▶ **Your assignment**: Where a line holds the word "negative", copy it from the records.

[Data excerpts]

——————

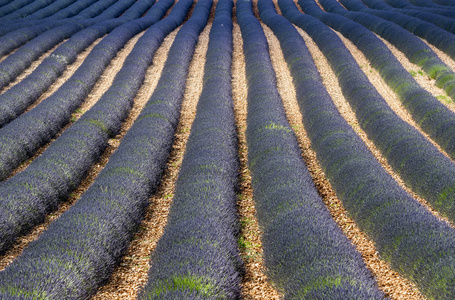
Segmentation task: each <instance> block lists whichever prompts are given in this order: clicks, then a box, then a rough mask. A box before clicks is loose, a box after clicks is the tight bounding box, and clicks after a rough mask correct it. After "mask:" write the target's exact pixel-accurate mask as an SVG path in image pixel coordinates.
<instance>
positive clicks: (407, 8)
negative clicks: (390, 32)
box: [386, 0, 454, 15]
mask: <svg viewBox="0 0 455 300" xmlns="http://www.w3.org/2000/svg"><path fill="white" fill-rule="evenodd" d="M386 2H387V4H389V5H390V6H393V7H395V8H406V9H411V10H417V11H429V12H431V13H435V14H440V15H444V14H445V13H453V12H454V7H453V3H451V4H452V7H450V6H443V5H439V4H437V3H436V1H431V0H409V1H406V0H386Z"/></svg>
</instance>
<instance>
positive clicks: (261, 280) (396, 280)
mask: <svg viewBox="0 0 455 300" xmlns="http://www.w3.org/2000/svg"><path fill="white" fill-rule="evenodd" d="M256 12H257V11H256ZM212 17H213V11H212ZM234 19H235V18H234ZM209 28H210V26H208V27H207V28H206V29H205V30H204V32H203V33H202V35H201V36H200V40H199V43H198V46H197V49H196V55H195V57H194V58H193V61H192V64H191V67H190V70H189V76H188V81H187V88H186V92H185V99H184V102H183V106H182V116H181V120H180V123H179V126H178V129H177V132H176V136H175V141H174V145H173V150H172V152H171V154H170V157H169V160H168V164H167V169H166V171H165V173H164V174H163V180H162V183H161V184H160V186H159V188H158V190H157V191H156V193H155V194H154V195H153V196H152V197H151V198H150V206H149V208H148V209H147V212H146V215H145V218H144V221H143V222H142V224H141V227H140V228H139V231H138V233H137V234H136V235H135V236H134V238H133V241H132V244H131V246H130V247H129V248H128V250H127V253H126V254H125V256H124V258H123V259H122V260H121V262H120V264H119V266H118V267H117V269H116V270H115V272H114V274H113V275H112V276H111V278H110V280H109V282H107V284H106V285H105V286H103V287H102V288H101V289H100V290H99V292H98V293H97V294H96V295H95V296H94V298H95V299H134V298H135V297H136V295H137V292H138V291H139V289H140V288H141V287H142V286H143V284H145V282H146V281H147V272H148V270H149V263H150V261H149V258H150V254H151V253H152V251H153V249H154V248H155V246H156V243H157V241H158V240H159V237H160V236H161V234H162V231H163V229H164V226H165V224H166V222H167V214H168V210H169V207H170V204H171V202H172V197H173V193H174V183H175V180H176V178H177V175H178V171H179V167H180V164H181V161H182V158H183V154H184V151H185V144H186V140H187V138H188V136H189V132H190V128H191V123H192V120H193V118H194V115H195V111H196V104H197V100H198V98H199V95H200V91H201V89H202V75H203V66H204V62H205V57H204V56H205V51H206V47H207V42H208V33H209ZM264 29H265V32H266V35H267V38H268V41H269V45H270V53H271V56H272V62H273V65H274V68H275V70H276V72H277V84H278V89H279V92H280V94H281V96H282V98H283V100H284V106H285V110H286V114H287V116H288V120H289V122H290V124H291V125H292V127H293V128H294V131H295V132H296V135H297V138H298V141H299V144H300V147H301V150H302V158H303V159H304V161H305V163H306V165H307V167H308V168H309V170H310V173H311V175H312V177H313V180H314V182H315V185H316V187H317V189H318V191H319V193H320V195H321V197H322V199H323V201H324V203H325V204H326V205H327V208H328V209H329V211H330V213H331V214H332V216H333V219H334V220H335V222H336V223H337V224H338V226H340V228H342V230H343V232H344V233H345V234H346V236H347V237H348V238H349V239H350V240H351V242H352V244H353V245H354V246H355V247H356V248H357V250H358V251H359V252H360V253H361V254H362V256H363V258H364V260H365V263H366V265H367V267H368V268H369V269H370V270H371V271H372V273H373V276H374V277H375V279H376V281H377V282H378V285H379V287H380V288H381V289H382V290H383V291H384V292H385V293H386V295H388V296H389V297H391V298H392V299H425V298H424V297H423V296H422V295H421V294H420V293H419V291H418V290H417V289H416V287H415V286H414V285H413V283H411V282H409V281H408V280H406V279H404V278H403V277H402V276H400V275H399V274H398V273H397V272H395V271H393V270H391V269H390V267H389V266H388V265H387V263H385V262H384V261H383V260H381V259H380V258H379V256H378V253H377V251H376V250H375V247H374V244H373V242H372V241H371V240H369V239H368V237H367V236H366V235H365V234H364V233H362V232H361V231H360V230H359V228H358V227H357V226H356V224H355V223H354V222H353V220H352V219H350V218H349V217H348V214H347V212H346V211H345V209H344V208H343V204H342V203H341V201H340V200H339V199H338V198H337V196H336V194H335V192H334V191H333V189H332V187H331V185H330V183H329V182H328V180H327V178H326V177H325V174H324V172H323V170H322V168H321V166H320V164H319V162H318V161H317V159H316V155H315V153H314V151H313V150H312V149H311V145H310V142H309V139H308V137H307V136H306V133H305V130H304V128H303V125H302V122H301V119H302V116H301V114H300V112H299V109H298V105H297V100H296V96H295V90H294V88H293V85H292V79H291V77H290V74H289V71H288V70H287V65H286V63H285V62H284V59H283V57H282V53H281V50H280V48H279V43H278V41H277V40H276V38H275V37H274V36H273V34H271V32H270V30H269V29H268V28H267V27H266V26H264ZM298 30H299V32H300V34H301V35H302V36H303V38H304V39H305V41H306V43H307V46H308V47H309V50H310V52H311V54H312V56H313V58H314V60H315V62H316V65H317V67H318V70H319V71H320V72H321V75H322V77H323V83H324V84H325V86H326V87H327V89H328V91H329V94H330V95H331V96H332V98H333V100H334V102H335V103H336V105H337V107H338V108H339V110H340V113H341V114H342V116H343V117H344V118H345V119H346V120H347V121H348V122H349V124H351V126H352V127H353V128H354V129H355V131H356V132H357V133H358V134H359V136H360V137H361V138H362V140H363V141H364V142H365V143H366V145H367V146H368V147H369V149H370V150H371V151H372V153H373V154H374V155H375V157H376V158H377V159H378V160H379V161H380V162H381V164H382V165H383V166H384V168H385V169H386V170H387V171H388V172H389V174H391V175H392V176H393V177H394V178H395V179H396V180H397V182H399V184H400V185H402V186H403V188H405V189H407V188H406V187H405V186H404V184H403V182H402V180H401V179H400V177H399V176H397V174H395V173H394V172H393V171H392V169H391V168H390V166H389V165H388V164H387V161H386V159H385V158H384V157H382V155H381V154H380V153H379V151H378V150H377V149H376V148H375V147H374V145H373V143H372V142H371V141H370V140H369V139H368V138H367V136H366V134H365V133H364V132H363V131H362V130H361V129H360V127H359V125H358V122H357V120H356V118H355V115H354V113H353V112H352V110H351V109H350V107H349V105H348V104H347V102H346V100H345V99H344V97H343V96H342V94H341V91H340V88H339V85H338V81H337V79H336V76H335V75H334V74H333V72H332V71H331V69H330V67H329V66H328V64H327V61H326V59H325V58H324V57H323V56H322V54H321V53H320V51H319V49H318V48H317V46H316V45H315V43H314V42H313V41H312V40H311V38H309V37H308V35H306V33H304V32H303V31H302V30H300V29H298ZM176 32H177V31H174V32H173V33H172V34H171V35H170V36H169V37H168V38H166V39H165V41H164V42H163V44H162V46H161V47H160V48H159V49H158V51H157V53H156V55H155V58H154V62H153V64H152V66H150V68H149V69H148V73H147V77H146V79H145V85H144V86H143V87H142V88H141V90H140V91H139V94H138V96H137V97H136V99H135V104H134V107H133V109H132V110H131V113H130V115H129V116H128V119H127V120H126V121H125V123H124V124H123V126H122V130H121V133H120V134H119V135H117V136H116V137H115V138H113V139H111V140H110V141H109V147H108V149H106V151H105V152H104V153H103V156H102V158H101V159H100V161H99V162H98V163H97V164H95V165H94V166H93V167H92V168H91V170H90V173H89V175H88V176H87V177H86V178H85V179H84V181H83V183H82V184H81V185H80V186H79V188H78V189H77V190H76V191H75V192H73V193H72V195H71V197H70V199H69V200H68V201H67V202H65V203H64V204H62V205H61V207H60V208H59V210H58V211H57V212H55V213H53V214H52V215H50V216H48V217H47V219H46V221H45V223H43V224H41V225H39V226H37V227H36V228H34V229H33V231H32V232H31V233H29V234H27V235H26V236H23V237H21V238H20V240H19V241H18V242H17V243H16V244H15V245H14V247H13V249H12V250H10V251H8V253H7V254H5V255H4V256H2V257H0V270H2V269H3V268H5V267H6V265H7V264H8V263H9V262H11V261H12V260H13V259H14V258H15V257H16V256H17V255H19V254H20V253H21V251H22V249H23V248H24V247H26V245H27V244H28V242H30V241H31V240H34V239H36V238H37V237H38V235H39V234H40V233H41V232H43V231H44V230H45V228H46V227H47V226H48V225H49V224H50V222H52V221H53V220H54V219H56V218H57V217H58V216H60V215H61V213H63V212H64V211H66V210H67V209H68V208H69V207H70V206H71V205H72V204H73V203H75V201H77V199H79V197H80V196H81V194H82V193H83V192H84V191H85V190H86V189H87V188H88V187H89V186H90V184H91V183H92V182H93V181H94V179H95V178H96V176H97V175H98V174H99V171H101V170H102V168H103V167H104V165H105V164H106V162H107V161H108V159H109V156H110V155H111V154H112V153H113V152H114V151H115V150H116V149H117V147H118V145H119V144H120V142H121V139H122V137H123V136H124V134H125V133H126V132H127V130H128V129H129V128H130V127H131V125H132V124H133V122H134V120H135V118H136V117H137V115H138V114H139V112H140V110H141V108H142V107H143V106H144V104H145V102H146V101H147V100H148V98H149V97H150V95H151V94H152V92H153V89H154V88H155V86H156V84H157V81H158V78H159V76H160V73H161V70H162V68H163V65H164V61H165V59H166V57H167V52H168V50H169V47H170V45H171V43H172V41H173V39H174V37H175V34H176ZM139 36H140V35H138V36H136V37H135V38H134V39H133V40H132V41H131V42H130V43H129V44H128V45H127V46H125V49H124V50H122V51H121V52H119V54H118V55H117V57H116V58H115V59H114V61H113V62H112V63H111V65H110V66H109V67H108V69H107V70H106V71H105V73H103V75H102V77H101V79H100V80H99V81H98V83H97V85H96V86H95V88H94V89H93V91H92V93H91V94H90V96H89V97H88V99H87V100H86V101H85V102H84V104H83V105H82V106H81V107H80V108H79V110H78V112H77V113H75V114H74V115H73V121H74V120H77V119H78V118H79V117H80V115H81V114H82V113H83V112H85V111H87V110H88V109H89V108H90V107H91V106H92V105H93V104H94V103H95V102H96V101H97V100H98V99H99V98H100V96H101V95H102V94H103V93H104V92H105V91H106V90H107V88H108V87H109V86H110V85H111V83H112V80H113V78H114V76H115V74H116V73H117V72H118V70H119V69H120V67H121V66H122V64H123V60H124V59H125V58H126V56H127V54H128V53H129V51H131V49H132V47H133V46H134V43H135V42H136V41H137V39H138V38H139ZM343 41H344V42H345V44H346V45H347V46H348V48H349V49H350V51H351V52H352V53H353V55H354V57H355V58H356V59H357V60H358V62H359V64H360V65H361V66H363V67H362V70H363V71H364V72H365V74H366V75H367V76H368V78H369V79H370V81H371V82H372V83H373V85H374V86H375V87H376V89H377V90H378V91H379V93H380V94H381V95H383V97H384V98H385V99H386V101H387V102H388V103H389V105H390V106H391V107H392V108H393V109H394V111H396V112H397V114H398V115H399V116H400V117H401V118H403V120H405V121H406V122H409V123H410V124H412V125H413V126H415V123H414V122H413V121H412V119H410V116H409V114H408V113H407V112H406V111H405V110H404V109H403V108H402V107H401V104H400V102H399V100H398V99H397V98H396V96H395V94H394V93H393V92H392V91H391V90H390V89H389V88H388V87H387V85H386V84H385V83H384V82H383V81H382V79H380V78H379V75H378V74H377V72H376V71H375V70H372V68H371V67H370V65H369V63H368V61H367V60H366V59H365V58H364V57H363V55H362V54H361V53H360V52H359V51H358V50H357V49H356V48H355V47H354V46H352V44H351V45H350V42H347V41H346V40H345V39H343ZM386 44H387V43H386ZM387 45H388V46H389V48H390V49H391V50H392V52H393V53H394V55H395V56H397V58H398V59H399V60H400V62H401V63H402V64H403V66H404V67H405V68H406V69H407V70H413V71H415V72H417V75H416V76H415V78H416V80H417V82H419V84H421V85H422V86H423V87H424V88H425V89H427V90H428V91H430V92H431V93H433V94H434V95H435V96H436V95H440V92H441V91H440V89H439V90H438V89H435V88H434V81H432V80H429V79H428V78H427V76H426V75H420V74H418V70H419V68H418V67H416V66H415V65H413V64H411V63H409V61H407V59H406V58H405V57H404V55H403V54H401V53H400V52H399V51H396V49H394V48H393V47H392V46H390V45H389V44H387ZM242 51H243V50H242V39H241V34H240V30H239V27H238V25H237V24H235V26H234V56H233V62H232V72H233V73H232V77H233V78H232V84H233V100H234V109H235V117H236V126H237V133H238V137H239V159H240V162H241V166H240V170H239V174H240V176H239V186H240V191H239V194H238V209H239V215H240V222H241V228H242V232H241V240H242V242H243V244H244V245H246V246H245V247H244V248H243V249H241V250H242V251H241V256H242V258H243V259H244V262H245V272H246V275H245V278H244V280H243V284H242V297H243V298H245V299H279V298H280V295H279V293H277V291H276V290H275V289H274V288H273V285H272V284H270V283H269V281H268V280H267V276H266V275H265V272H264V265H263V261H262V245H261V239H260V238H261V230H260V228H259V227H258V224H257V220H256V216H255V206H254V200H253V199H252V189H251V177H250V174H249V169H248V164H247V146H246V141H245V129H246V107H247V103H246V94H247V86H246V78H245V73H244V67H245V65H244V64H245V62H244V57H243V53H242ZM87 52H88V51H85V52H84V53H81V54H80V56H79V57H78V61H77V62H75V63H74V64H73V65H71V66H69V67H68V69H67V71H65V73H64V74H65V75H62V76H63V77H62V78H60V79H59V81H58V82H56V83H55V84H54V85H53V86H52V88H51V89H53V91H55V89H56V88H57V87H58V85H59V84H61V83H62V82H64V81H65V80H66V78H67V77H66V76H68V77H69V76H70V74H72V72H74V70H75V68H76V67H75V66H76V65H77V64H78V63H79V64H80V63H81V62H82V60H83V58H84V57H85V55H87ZM435 52H437V51H435ZM437 53H438V52H437ZM438 55H440V57H441V58H443V57H444V55H441V54H440V53H438ZM2 59H3V58H2ZM446 60H447V57H444V61H446ZM449 60H450V59H449ZM450 61H451V60H450ZM446 63H448V62H447V61H446ZM448 64H449V63H448ZM450 65H451V66H452V68H454V69H455V62H453V61H452V62H451V63H450ZM34 66H35V67H36V64H35V65H34ZM31 68H32V67H30V70H27V72H30V71H31V70H32V69H31ZM370 70H371V71H370ZM24 74H25V73H24ZM22 78H23V77H22ZM53 91H49V92H48V93H47V94H46V95H50V94H51V93H52V92H53ZM43 97H44V96H43ZM447 105H448V107H451V109H454V108H453V106H454V105H453V104H451V103H448V104H447ZM70 125H71V124H69V125H68V126H70ZM66 128H67V127H66ZM63 130H64V129H63ZM63 130H62V132H63ZM46 147H47V146H45V147H43V148H42V149H41V150H40V151H38V154H37V155H36V156H34V157H33V158H31V159H30V160H29V161H32V160H33V159H34V158H35V157H37V156H38V155H39V154H40V153H42V151H44V150H45V149H46ZM27 165H28V163H25V164H24V165H23V166H22V167H21V168H18V169H17V170H16V172H19V171H20V170H22V169H23V168H25V167H26V166H27ZM407 190H408V191H409V192H411V193H412V191H410V190H409V189H407ZM412 195H413V196H414V197H415V198H416V199H417V200H418V201H421V202H422V203H426V202H425V200H424V199H420V198H419V197H417V196H416V195H415V194H412ZM429 210H431V209H430V208H429ZM433 213H435V212H434V211H433ZM435 214H436V215H437V213H435Z"/></svg>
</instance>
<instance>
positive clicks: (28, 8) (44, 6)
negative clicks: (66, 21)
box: [0, 0, 58, 21]
mask: <svg viewBox="0 0 455 300" xmlns="http://www.w3.org/2000/svg"><path fill="white" fill-rule="evenodd" d="M52 2H58V1H54V0H40V1H33V2H31V3H30V4H28V5H26V6H23V7H21V8H20V9H16V10H15V11H14V12H11V13H10V14H8V15H6V16H3V17H2V21H12V20H14V19H21V18H23V17H24V16H28V15H30V14H32V13H34V12H36V11H38V10H39V9H41V8H44V7H46V6H48V5H50V4H52ZM0 11H1V10H0Z"/></svg>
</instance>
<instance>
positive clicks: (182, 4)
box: [0, 0, 235, 299]
mask: <svg viewBox="0 0 455 300" xmlns="http://www.w3.org/2000/svg"><path fill="white" fill-rule="evenodd" d="M160 1H161V0H160ZM192 2H193V1H190V0H185V1H179V2H178V3H177V4H176V5H175V6H174V9H173V11H172V12H171V14H170V15H169V16H168V17H167V18H166V19H164V20H163V21H161V22H159V23H158V24H156V25H159V24H166V23H169V24H167V25H170V24H173V23H175V25H172V26H171V27H174V28H175V27H176V26H178V24H179V23H180V22H181V21H182V20H183V19H184V17H185V15H186V12H187V10H188V8H189V7H190V6H191V4H192ZM210 5H211V0H208V1H207V0H200V1H198V4H197V5H196V7H195V10H194V13H193V15H194V16H195V17H192V18H191V19H190V20H189V21H187V23H186V24H185V25H184V26H183V27H182V28H181V29H180V30H183V31H181V32H182V33H181V34H180V33H179V34H177V37H176V39H175V42H174V44H173V46H172V47H171V50H170V52H169V57H174V58H175V59H170V60H167V61H166V64H165V67H164V70H163V76H162V77H161V78H160V81H159V83H158V86H157V88H156V89H155V92H154V94H153V95H152V97H151V98H150V99H149V101H148V104H149V105H148V106H147V107H146V108H145V109H144V110H143V111H142V112H141V114H140V115H139V117H138V119H137V120H136V121H135V123H134V125H133V126H132V128H131V129H130V130H129V131H128V133H127V134H126V136H125V137H124V139H123V140H122V142H121V144H120V146H119V148H118V149H117V151H116V152H115V153H114V154H113V155H112V156H111V158H110V159H109V162H108V163H107V165H106V167H105V168H104V169H103V171H102V172H101V173H100V175H99V176H98V177H97V179H96V180H95V182H94V183H93V185H92V186H91V187H90V188H89V189H88V190H87V192H86V193H84V194H83V195H82V197H81V199H80V200H79V201H78V202H77V203H76V204H75V205H74V206H73V207H71V208H70V209H69V210H68V211H67V212H66V213H64V214H63V215H62V216H61V217H60V218H59V219H58V221H56V222H54V223H52V224H51V226H50V227H49V229H48V230H47V231H46V232H45V233H44V234H43V235H42V236H41V237H40V238H39V239H38V240H37V241H35V242H33V243H32V244H31V245H30V246H29V247H28V248H27V250H26V251H25V252H24V254H23V255H22V256H21V258H20V259H18V260H16V261H15V263H13V264H12V265H11V266H10V267H8V268H7V269H6V270H5V272H4V273H3V274H0V292H1V293H3V294H0V295H7V296H9V297H11V296H12V295H15V293H17V294H18V293H19V292H18V291H21V292H23V293H28V294H37V295H46V297H49V298H54V299H85V298H87V297H88V296H90V294H92V293H93V292H94V291H95V290H96V288H97V286H98V285H100V284H101V283H102V282H103V280H105V279H106V278H107V276H108V275H109V274H110V272H111V271H112V269H113V267H114V265H115V263H116V262H117V261H118V259H119V258H120V256H121V254H122V253H123V252H124V251H125V249H126V247H127V246H128V243H129V241H130V240H131V237H132V234H133V233H134V231H135V229H137V226H138V225H139V223H140V221H141V219H142V216H143V214H144V209H145V207H146V206H147V204H148V198H149V196H150V194H151V193H152V192H153V191H154V190H155V188H156V186H157V184H158V182H159V177H160V175H161V173H162V171H163V169H164V167H165V165H166V159H167V156H168V154H169V151H170V149H171V146H172V140H173V136H174V132H175V129H176V126H177V122H178V118H179V117H178V115H179V111H180V103H181V99H182V98H183V91H184V83H185V78H186V73H187V71H186V70H187V69H188V66H189V63H190V61H191V57H192V53H193V50H194V47H195V44H196V41H194V42H192V43H189V42H190V40H189V39H188V34H191V35H192V34H193V33H194V35H193V36H194V37H195V39H197V34H196V33H197V32H198V31H200V30H202V28H203V27H204V25H205V24H206V22H207V18H208V14H209V11H210V9H209V7H210ZM207 8H208V9H207ZM176 10H177V11H179V12H180V13H181V12H183V14H181V15H180V13H179V12H178V13H175V11H176ZM176 17H178V18H180V22H178V20H176ZM204 18H205V22H204V20H203V19H204ZM195 19H196V20H195ZM201 19H202V20H201ZM193 20H194V21H193ZM200 22H202V23H203V24H200ZM186 25H187V26H186ZM154 27H156V26H154ZM154 27H152V28H154ZM155 33H156V32H155ZM146 35H148V37H147V38H144V36H146ZM144 36H143V37H141V41H140V42H141V43H142V46H143V47H145V46H146V40H147V39H149V40H151V41H150V42H152V40H153V37H154V35H153V34H150V33H149V31H147V32H146V33H145V34H144ZM156 43H157V44H160V41H157V42H156ZM149 46H150V45H149ZM182 46H185V47H182ZM182 50H183V51H182ZM176 62H177V63H181V64H178V65H176V64H175V63H176ZM163 95H166V96H165V97H163ZM157 101H160V103H161V105H158V103H157ZM152 113H153V114H155V115H160V116H161V117H153V116H151V114H152ZM234 207H235V206H234ZM94 237H96V238H94ZM88 254H89V255H88ZM56 262H59V264H57V263H56ZM19 277H21V278H24V277H25V278H27V280H22V281H21V280H17V279H18V278H19ZM0 297H1V296H0Z"/></svg>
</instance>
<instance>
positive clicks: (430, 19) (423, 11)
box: [367, 0, 455, 33]
mask: <svg viewBox="0 0 455 300" xmlns="http://www.w3.org/2000/svg"><path fill="white" fill-rule="evenodd" d="M367 5H368V6H369V7H370V8H372V9H375V10H386V11H391V12H394V13H398V14H405V15H408V16H411V17H415V18H418V19H421V20H423V21H426V22H429V23H433V24H434V25H436V26H438V27H440V28H442V29H445V30H447V31H449V32H451V33H455V20H454V19H453V18H451V17H446V16H441V15H437V14H433V13H431V12H429V11H415V10H410V9H397V8H394V7H392V6H390V5H389V3H387V2H386V1H382V0H381V1H377V0H369V1H368V4H367ZM453 13H455V11H453ZM454 15H455V14H454Z"/></svg>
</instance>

——————

▶ **Expected output**:
negative clicks: (390, 32)
negative clicks: (66, 21)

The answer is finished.